#### PROBLEM TO SOLVE
Restate all the material verbatim, except for the pictures.

#### DATA TO USE

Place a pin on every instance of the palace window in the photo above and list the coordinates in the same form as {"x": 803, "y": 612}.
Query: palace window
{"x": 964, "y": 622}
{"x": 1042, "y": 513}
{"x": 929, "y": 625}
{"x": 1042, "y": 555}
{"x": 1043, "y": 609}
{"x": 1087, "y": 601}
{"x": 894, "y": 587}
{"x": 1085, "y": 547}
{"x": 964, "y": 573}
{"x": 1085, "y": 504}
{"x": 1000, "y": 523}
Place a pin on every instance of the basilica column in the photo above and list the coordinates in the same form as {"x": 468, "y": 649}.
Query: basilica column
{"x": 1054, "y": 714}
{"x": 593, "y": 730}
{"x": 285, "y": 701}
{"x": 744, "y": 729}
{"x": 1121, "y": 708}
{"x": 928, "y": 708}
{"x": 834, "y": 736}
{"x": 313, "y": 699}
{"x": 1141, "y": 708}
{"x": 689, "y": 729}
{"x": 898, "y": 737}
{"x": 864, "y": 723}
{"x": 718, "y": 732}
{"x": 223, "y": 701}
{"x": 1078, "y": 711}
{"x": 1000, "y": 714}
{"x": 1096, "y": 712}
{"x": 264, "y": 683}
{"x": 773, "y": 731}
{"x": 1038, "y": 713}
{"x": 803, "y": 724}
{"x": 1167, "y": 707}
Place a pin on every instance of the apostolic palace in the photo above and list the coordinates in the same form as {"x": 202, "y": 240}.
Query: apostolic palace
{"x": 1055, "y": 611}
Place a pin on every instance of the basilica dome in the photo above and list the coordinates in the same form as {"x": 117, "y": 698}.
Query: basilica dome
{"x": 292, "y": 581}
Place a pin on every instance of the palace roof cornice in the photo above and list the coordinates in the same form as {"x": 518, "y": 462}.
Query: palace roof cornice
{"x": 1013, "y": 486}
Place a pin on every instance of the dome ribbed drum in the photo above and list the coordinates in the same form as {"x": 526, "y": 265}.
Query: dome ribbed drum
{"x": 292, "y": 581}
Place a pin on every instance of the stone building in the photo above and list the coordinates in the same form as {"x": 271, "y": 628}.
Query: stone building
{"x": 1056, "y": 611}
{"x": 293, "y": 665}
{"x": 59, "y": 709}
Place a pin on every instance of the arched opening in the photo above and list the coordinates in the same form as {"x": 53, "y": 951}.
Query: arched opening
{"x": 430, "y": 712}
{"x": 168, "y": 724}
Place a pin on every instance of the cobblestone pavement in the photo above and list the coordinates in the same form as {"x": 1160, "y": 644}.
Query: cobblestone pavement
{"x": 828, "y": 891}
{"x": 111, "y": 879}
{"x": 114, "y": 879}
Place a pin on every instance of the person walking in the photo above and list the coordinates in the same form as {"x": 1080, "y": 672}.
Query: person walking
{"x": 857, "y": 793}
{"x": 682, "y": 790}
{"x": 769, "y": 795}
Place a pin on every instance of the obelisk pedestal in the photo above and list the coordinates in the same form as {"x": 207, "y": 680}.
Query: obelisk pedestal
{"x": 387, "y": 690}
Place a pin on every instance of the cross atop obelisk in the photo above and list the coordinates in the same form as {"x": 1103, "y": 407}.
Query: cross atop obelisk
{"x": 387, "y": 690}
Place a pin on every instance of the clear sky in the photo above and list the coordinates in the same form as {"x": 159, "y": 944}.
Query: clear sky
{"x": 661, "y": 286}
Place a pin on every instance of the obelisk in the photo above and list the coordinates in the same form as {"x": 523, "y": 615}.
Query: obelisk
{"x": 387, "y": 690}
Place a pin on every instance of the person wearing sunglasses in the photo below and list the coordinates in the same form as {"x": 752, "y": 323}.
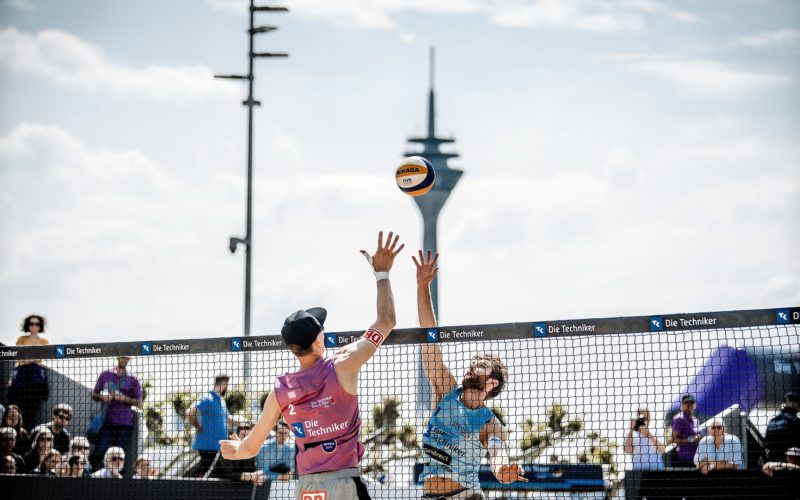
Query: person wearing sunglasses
{"x": 114, "y": 460}
{"x": 76, "y": 465}
{"x": 62, "y": 414}
{"x": 80, "y": 446}
{"x": 718, "y": 450}
{"x": 29, "y": 387}
{"x": 8, "y": 436}
{"x": 41, "y": 444}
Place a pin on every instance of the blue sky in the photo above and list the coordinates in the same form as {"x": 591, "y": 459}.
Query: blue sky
{"x": 622, "y": 157}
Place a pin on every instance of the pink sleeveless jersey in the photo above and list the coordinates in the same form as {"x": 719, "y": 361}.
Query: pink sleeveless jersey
{"x": 323, "y": 417}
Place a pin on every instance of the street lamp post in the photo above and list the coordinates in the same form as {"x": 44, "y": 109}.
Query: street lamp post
{"x": 247, "y": 241}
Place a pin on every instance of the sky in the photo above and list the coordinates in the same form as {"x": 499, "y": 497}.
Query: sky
{"x": 621, "y": 157}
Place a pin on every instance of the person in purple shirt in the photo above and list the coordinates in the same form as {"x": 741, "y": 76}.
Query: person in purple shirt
{"x": 685, "y": 433}
{"x": 119, "y": 390}
{"x": 320, "y": 401}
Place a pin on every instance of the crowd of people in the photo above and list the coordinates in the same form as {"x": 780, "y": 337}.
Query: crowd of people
{"x": 49, "y": 449}
{"x": 713, "y": 449}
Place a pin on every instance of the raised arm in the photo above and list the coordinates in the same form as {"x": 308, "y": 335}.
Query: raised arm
{"x": 236, "y": 449}
{"x": 438, "y": 373}
{"x": 349, "y": 359}
{"x": 494, "y": 437}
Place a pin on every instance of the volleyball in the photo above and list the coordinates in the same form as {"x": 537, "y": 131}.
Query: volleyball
{"x": 415, "y": 176}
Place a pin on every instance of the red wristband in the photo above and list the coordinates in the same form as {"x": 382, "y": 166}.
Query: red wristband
{"x": 373, "y": 336}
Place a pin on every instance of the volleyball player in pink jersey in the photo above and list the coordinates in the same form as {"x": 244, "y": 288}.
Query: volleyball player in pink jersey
{"x": 320, "y": 400}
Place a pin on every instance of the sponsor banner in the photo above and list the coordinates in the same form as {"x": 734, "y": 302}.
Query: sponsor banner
{"x": 655, "y": 324}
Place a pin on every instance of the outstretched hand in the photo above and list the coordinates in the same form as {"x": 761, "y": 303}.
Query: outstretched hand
{"x": 384, "y": 256}
{"x": 426, "y": 267}
{"x": 510, "y": 473}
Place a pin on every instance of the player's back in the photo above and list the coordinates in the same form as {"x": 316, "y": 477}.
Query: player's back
{"x": 323, "y": 417}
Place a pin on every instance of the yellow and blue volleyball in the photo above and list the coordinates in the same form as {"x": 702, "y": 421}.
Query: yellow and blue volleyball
{"x": 415, "y": 176}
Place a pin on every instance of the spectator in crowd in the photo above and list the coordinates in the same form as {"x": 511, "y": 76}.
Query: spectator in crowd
{"x": 210, "y": 418}
{"x": 76, "y": 465}
{"x": 29, "y": 388}
{"x": 239, "y": 470}
{"x": 8, "y": 436}
{"x": 114, "y": 460}
{"x": 791, "y": 463}
{"x": 80, "y": 446}
{"x": 50, "y": 465}
{"x": 142, "y": 468}
{"x": 8, "y": 465}
{"x": 62, "y": 414}
{"x": 121, "y": 390}
{"x": 13, "y": 418}
{"x": 645, "y": 448}
{"x": 685, "y": 433}
{"x": 41, "y": 444}
{"x": 718, "y": 450}
{"x": 276, "y": 457}
{"x": 783, "y": 431}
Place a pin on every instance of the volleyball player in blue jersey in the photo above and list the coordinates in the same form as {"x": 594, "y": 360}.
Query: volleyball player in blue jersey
{"x": 461, "y": 429}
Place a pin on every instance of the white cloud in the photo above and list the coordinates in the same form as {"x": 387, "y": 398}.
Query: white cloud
{"x": 408, "y": 38}
{"x": 65, "y": 59}
{"x": 586, "y": 15}
{"x": 772, "y": 39}
{"x": 21, "y": 4}
{"x": 703, "y": 78}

#### TASK SOLUTION
Place a pin on every instance of the palace window in the photo above and list the coordinates in the same form as {"x": 803, "y": 612}.
Query: palace window
{"x": 964, "y": 622}
{"x": 1042, "y": 513}
{"x": 929, "y": 625}
{"x": 1042, "y": 555}
{"x": 1043, "y": 609}
{"x": 1087, "y": 601}
{"x": 894, "y": 587}
{"x": 1085, "y": 547}
{"x": 964, "y": 573}
{"x": 1085, "y": 504}
{"x": 1000, "y": 523}
Place a pin on every instance of the basilica column in the photo above and list the coordinates in the same form as {"x": 468, "y": 649}.
Query: basilica column
{"x": 1054, "y": 714}
{"x": 593, "y": 730}
{"x": 285, "y": 701}
{"x": 744, "y": 729}
{"x": 1121, "y": 708}
{"x": 928, "y": 708}
{"x": 834, "y": 736}
{"x": 313, "y": 699}
{"x": 1141, "y": 708}
{"x": 689, "y": 729}
{"x": 898, "y": 737}
{"x": 864, "y": 723}
{"x": 718, "y": 732}
{"x": 223, "y": 701}
{"x": 1078, "y": 711}
{"x": 1000, "y": 714}
{"x": 1096, "y": 712}
{"x": 264, "y": 683}
{"x": 773, "y": 731}
{"x": 1038, "y": 713}
{"x": 803, "y": 724}
{"x": 1167, "y": 707}
Place a pin on every instance of the apostolic palace in the photo above and list the coordinates in the same form as {"x": 202, "y": 240}.
Query: apostolic palace
{"x": 1055, "y": 611}
Place a pin on every instance of the basilica dome in the photo above and list the coordinates in the same form as {"x": 117, "y": 698}.
Query: basilica dome
{"x": 292, "y": 581}
Place a pin on every instance of the palace roof cornice in the photo above and list the coordinates in the same form as {"x": 518, "y": 462}.
Query: palace roof cornice
{"x": 1013, "y": 486}
Place a pin on every instance of the dome ribbed drum in the photo above and list the coordinates in the same form as {"x": 526, "y": 265}.
Query: dome ribbed drum
{"x": 292, "y": 581}
Place a pin on every instance of the stone building in the photo above and list the coordinates in the same form as {"x": 271, "y": 628}.
Query: stone building
{"x": 1056, "y": 611}
{"x": 293, "y": 665}
{"x": 59, "y": 709}
Place a pin on every instance of the arched opening in the photo above and list the coordinates in the same form as {"x": 53, "y": 951}.
Query: arched opening
{"x": 430, "y": 712}
{"x": 168, "y": 724}
Place a pin on every instance of the cobblestone pavement in the photo above and list the coordinates in the same form as {"x": 1160, "y": 644}.
Query: cobblestone pavement
{"x": 828, "y": 891}
{"x": 111, "y": 879}
{"x": 114, "y": 879}
Place a pin on every instance of the person walking in the photo above and list the coordinates in the same form as {"x": 1080, "y": 672}.
Query: person walking
{"x": 857, "y": 793}
{"x": 682, "y": 790}
{"x": 769, "y": 795}
Place a pin on every instance of the obelisk pedestal in the photo above and list the coordinates in the same form as {"x": 207, "y": 680}.
Query: obelisk pedestal
{"x": 387, "y": 690}
Place a pin on every instance of the cross atop obelisk in the photo above and list the coordinates in the same form as {"x": 1103, "y": 407}.
Query: cross atop obelisk
{"x": 387, "y": 690}
Place a pin on every instance of the clear sky in the photo above and list the coordinates in the same form as {"x": 159, "y": 944}.
Query: clear sky
{"x": 661, "y": 286}
Place a pin on every instance of the obelisk in the photo above and list the coordinates in the same form as {"x": 523, "y": 615}.
Query: obelisk
{"x": 387, "y": 690}
Place a pin on every instance of the person wearing sunglasses in the photo below and list the coordinates in the same form as {"x": 752, "y": 323}.
Query: person wearing sunglasses
{"x": 114, "y": 460}
{"x": 76, "y": 465}
{"x": 62, "y": 414}
{"x": 80, "y": 446}
{"x": 718, "y": 450}
{"x": 29, "y": 387}
{"x": 8, "y": 436}
{"x": 41, "y": 444}
Place a pin on every instance of the blue sky in the photo above and list the coordinates in the same form as {"x": 591, "y": 459}.
Query: blue sky
{"x": 622, "y": 157}
Place a pin on every instance of the pink sleeveless jersey in the photo above and list the coordinates in the same form as {"x": 719, "y": 361}.
Query: pink sleeveless jersey
{"x": 323, "y": 417}
Place a pin on every instance of the street lamp post in the photo above and list the coordinates in the same form as {"x": 44, "y": 109}.
Query: street lamp post
{"x": 247, "y": 241}
Place a pin on every instance of the sky in the photo above and list the coordinates in the same form as {"x": 499, "y": 497}.
Query: sky
{"x": 621, "y": 157}
Place a pin on every instance of the person in purple shirt in the photo above and list the coordinates in the same form as {"x": 741, "y": 76}.
Query: person in purple shirt
{"x": 685, "y": 433}
{"x": 119, "y": 390}
{"x": 320, "y": 401}
Place a pin on every instance of the crowd of people in the photo above and list the coordinates in the same form as {"x": 780, "y": 337}.
Query: crowd of people
{"x": 49, "y": 449}
{"x": 713, "y": 449}
Place a pin on every instance of the raised arm in the photo above and list the coordinates in the same form as {"x": 308, "y": 335}.
Query: raised arm
{"x": 236, "y": 449}
{"x": 438, "y": 373}
{"x": 349, "y": 359}
{"x": 494, "y": 437}
Place a pin on every instance of the volleyball in the photo above and list the coordinates in the same form as {"x": 537, "y": 131}.
Query: volleyball
{"x": 415, "y": 176}
Place a pin on every instance of the red wristband in the photo above and list the coordinates in the same form as {"x": 382, "y": 166}.
Query: red wristband
{"x": 373, "y": 336}
Place a pin on every instance of the volleyball player in pink jersey in the photo above and list the coordinates in the same form as {"x": 244, "y": 288}.
Query: volleyball player in pink jersey
{"x": 320, "y": 400}
Place a pin on every instance of the sponsor banner in the photo above and list the coordinates in the same form as {"x": 734, "y": 302}.
Query: sponsor banner
{"x": 655, "y": 324}
Place a pin on every instance of the outstretched hand in the photo above and list the coordinates in the same form as {"x": 761, "y": 303}.
Query: outstretched hand
{"x": 384, "y": 256}
{"x": 426, "y": 267}
{"x": 510, "y": 473}
Place a pin on every instance of the player's back in the photo above and list the coordinates in the same form as {"x": 316, "y": 477}.
Query: player's back
{"x": 323, "y": 417}
Place a pin on every instance of the yellow and blue volleyball in the photo above and list the coordinates in the same form as {"x": 702, "y": 421}.
Query: yellow and blue volleyball
{"x": 415, "y": 176}
Place a pin on every instance of the spectator in crowd in the photo above and list the coordinates in the same form as {"x": 511, "y": 76}.
Query: spectator in crowd
{"x": 210, "y": 418}
{"x": 76, "y": 465}
{"x": 29, "y": 388}
{"x": 239, "y": 470}
{"x": 8, "y": 436}
{"x": 114, "y": 460}
{"x": 791, "y": 463}
{"x": 80, "y": 446}
{"x": 50, "y": 465}
{"x": 142, "y": 468}
{"x": 8, "y": 465}
{"x": 62, "y": 414}
{"x": 121, "y": 390}
{"x": 13, "y": 418}
{"x": 645, "y": 448}
{"x": 685, "y": 433}
{"x": 41, "y": 444}
{"x": 718, "y": 450}
{"x": 276, "y": 457}
{"x": 783, "y": 431}
Place a pin on every instance of the volleyball player in blue jersey in the photo above and list the coordinates in the same form as {"x": 594, "y": 360}.
Query: volleyball player in blue jersey
{"x": 461, "y": 429}
Place a pin on every instance of the white cloud in the photo above and list the coordinates in the same form as {"x": 387, "y": 398}.
Query: white cloud
{"x": 408, "y": 38}
{"x": 65, "y": 59}
{"x": 586, "y": 15}
{"x": 772, "y": 39}
{"x": 21, "y": 4}
{"x": 703, "y": 78}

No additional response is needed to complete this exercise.